═════ SOURCE EXCERPT

[Mono-list] cpblk?
Sergey Chaban
serge@wildwestsoftware.com
Sun, 26 May 2002 04:22:28 +0300
Hello!
> However, how often does this happen?
Not very often, most certainly :-)
As far as I can tell, the opcode is currently used by Managed VC++ to inline memcpy,
if certain optimizations were enabled or if compiler was explicitly instructed to do so
with #pragma intrinsic(memcpy).
I think that another use for cpblk is dynamic code generated at runtime (with Reflection.Emit),
perhaps when size is already known (something similar to self-modifying code often used in the old days).
> When you have small data blocks to be moved (but the size isn't known
> at compile time) it's generally best to "rep movsb" without any additional
> logic. When you have larger blocks, it really pays off to optimize for
> things like DWORD/QWORD alignment, cache prefetching (available in most
> modern CPU architectures). Ideally you have specialized copy/move routines
I totally agreed :-)
All in all, I think it's perfectly correct to implement cpblk with memmove,
but I think that it would be wrong to make any assumptions about its behaviour
(with regard to overlapping blocks), and write code based on these assumptions.
Also not all modern CPUs are x86s ;-)

══════════

[JOBS]:
a) Return the passage of the cpblk post starting at "I think that another" and ending at "the old days).".
b) List every instruction, opcode, or function for copying memory that the cpblk post names.

═════ DATA RECORDS

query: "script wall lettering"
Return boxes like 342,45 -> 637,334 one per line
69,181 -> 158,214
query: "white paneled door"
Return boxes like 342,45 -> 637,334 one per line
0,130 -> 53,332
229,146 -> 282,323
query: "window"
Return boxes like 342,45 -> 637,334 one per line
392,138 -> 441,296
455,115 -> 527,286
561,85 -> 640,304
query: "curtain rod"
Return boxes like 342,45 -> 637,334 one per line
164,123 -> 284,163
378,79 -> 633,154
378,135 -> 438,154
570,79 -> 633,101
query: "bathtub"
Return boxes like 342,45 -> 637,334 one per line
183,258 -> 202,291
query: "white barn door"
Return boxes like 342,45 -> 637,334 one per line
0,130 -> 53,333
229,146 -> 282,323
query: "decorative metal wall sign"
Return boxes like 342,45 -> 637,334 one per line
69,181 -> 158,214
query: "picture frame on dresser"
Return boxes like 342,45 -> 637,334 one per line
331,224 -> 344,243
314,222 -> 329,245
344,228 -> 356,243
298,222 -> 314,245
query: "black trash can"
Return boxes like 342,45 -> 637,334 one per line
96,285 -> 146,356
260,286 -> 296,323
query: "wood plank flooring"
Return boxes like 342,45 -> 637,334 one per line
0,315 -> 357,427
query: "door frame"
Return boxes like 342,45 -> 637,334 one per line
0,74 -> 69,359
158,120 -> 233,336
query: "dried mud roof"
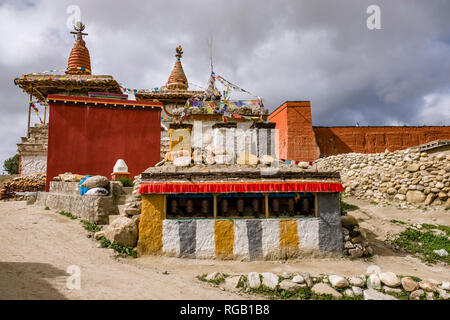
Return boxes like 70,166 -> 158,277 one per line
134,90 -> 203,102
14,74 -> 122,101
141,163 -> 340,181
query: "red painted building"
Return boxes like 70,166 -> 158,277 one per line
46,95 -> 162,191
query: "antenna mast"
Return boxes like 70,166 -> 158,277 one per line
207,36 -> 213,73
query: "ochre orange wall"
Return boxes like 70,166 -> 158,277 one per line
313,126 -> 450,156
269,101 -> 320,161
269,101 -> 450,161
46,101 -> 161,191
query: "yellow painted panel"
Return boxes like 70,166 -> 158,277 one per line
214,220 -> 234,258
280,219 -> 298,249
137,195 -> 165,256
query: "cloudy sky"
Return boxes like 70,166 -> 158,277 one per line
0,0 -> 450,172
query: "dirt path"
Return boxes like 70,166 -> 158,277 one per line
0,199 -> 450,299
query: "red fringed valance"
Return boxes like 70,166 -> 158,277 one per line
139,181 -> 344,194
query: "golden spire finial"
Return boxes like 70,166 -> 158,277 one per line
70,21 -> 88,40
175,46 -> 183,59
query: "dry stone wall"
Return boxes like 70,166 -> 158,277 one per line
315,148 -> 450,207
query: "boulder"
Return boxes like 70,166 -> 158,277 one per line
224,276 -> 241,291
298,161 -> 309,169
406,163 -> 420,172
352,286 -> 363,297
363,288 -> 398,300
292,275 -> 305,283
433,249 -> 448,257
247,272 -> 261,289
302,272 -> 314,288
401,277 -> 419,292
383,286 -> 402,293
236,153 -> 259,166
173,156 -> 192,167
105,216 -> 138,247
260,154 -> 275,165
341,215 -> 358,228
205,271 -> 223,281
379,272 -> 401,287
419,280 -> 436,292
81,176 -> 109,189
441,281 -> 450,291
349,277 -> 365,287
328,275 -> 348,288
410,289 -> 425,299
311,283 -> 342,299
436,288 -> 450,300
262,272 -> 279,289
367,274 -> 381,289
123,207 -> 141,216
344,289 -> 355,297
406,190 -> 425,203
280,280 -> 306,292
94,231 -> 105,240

══════════
═════ DATA RECORDS

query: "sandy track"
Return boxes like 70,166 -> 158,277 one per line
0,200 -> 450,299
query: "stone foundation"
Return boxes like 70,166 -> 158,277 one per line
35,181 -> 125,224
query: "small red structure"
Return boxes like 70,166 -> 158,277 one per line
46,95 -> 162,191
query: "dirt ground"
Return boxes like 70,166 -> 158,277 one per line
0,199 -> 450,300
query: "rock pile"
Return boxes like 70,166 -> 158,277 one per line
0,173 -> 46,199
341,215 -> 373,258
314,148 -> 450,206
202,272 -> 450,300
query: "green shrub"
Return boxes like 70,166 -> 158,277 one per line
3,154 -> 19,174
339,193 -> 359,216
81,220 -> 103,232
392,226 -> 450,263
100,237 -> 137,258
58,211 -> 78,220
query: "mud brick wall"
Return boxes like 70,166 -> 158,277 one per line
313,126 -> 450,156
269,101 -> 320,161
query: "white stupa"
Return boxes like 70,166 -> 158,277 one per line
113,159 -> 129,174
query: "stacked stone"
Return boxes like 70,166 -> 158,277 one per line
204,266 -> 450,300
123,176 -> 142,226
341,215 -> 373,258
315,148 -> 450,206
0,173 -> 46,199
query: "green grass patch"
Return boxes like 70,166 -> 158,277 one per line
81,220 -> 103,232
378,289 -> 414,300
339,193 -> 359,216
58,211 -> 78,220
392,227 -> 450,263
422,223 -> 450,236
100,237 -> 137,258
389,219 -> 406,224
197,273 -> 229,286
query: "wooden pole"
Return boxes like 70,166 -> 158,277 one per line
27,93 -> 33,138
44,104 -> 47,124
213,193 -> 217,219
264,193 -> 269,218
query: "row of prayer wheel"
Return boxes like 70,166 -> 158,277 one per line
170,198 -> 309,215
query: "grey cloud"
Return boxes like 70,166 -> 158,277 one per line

══════════

[SOLUTIONS TO EACH TASK]:
a)
I think that another use for cpblk is dynamic code generated at runtime (with Reflection.Emit),
perhaps when size is already known (something similar to self-modifying code often used in the old days).

b)
cpblk
memcpy
memmove
rep movsb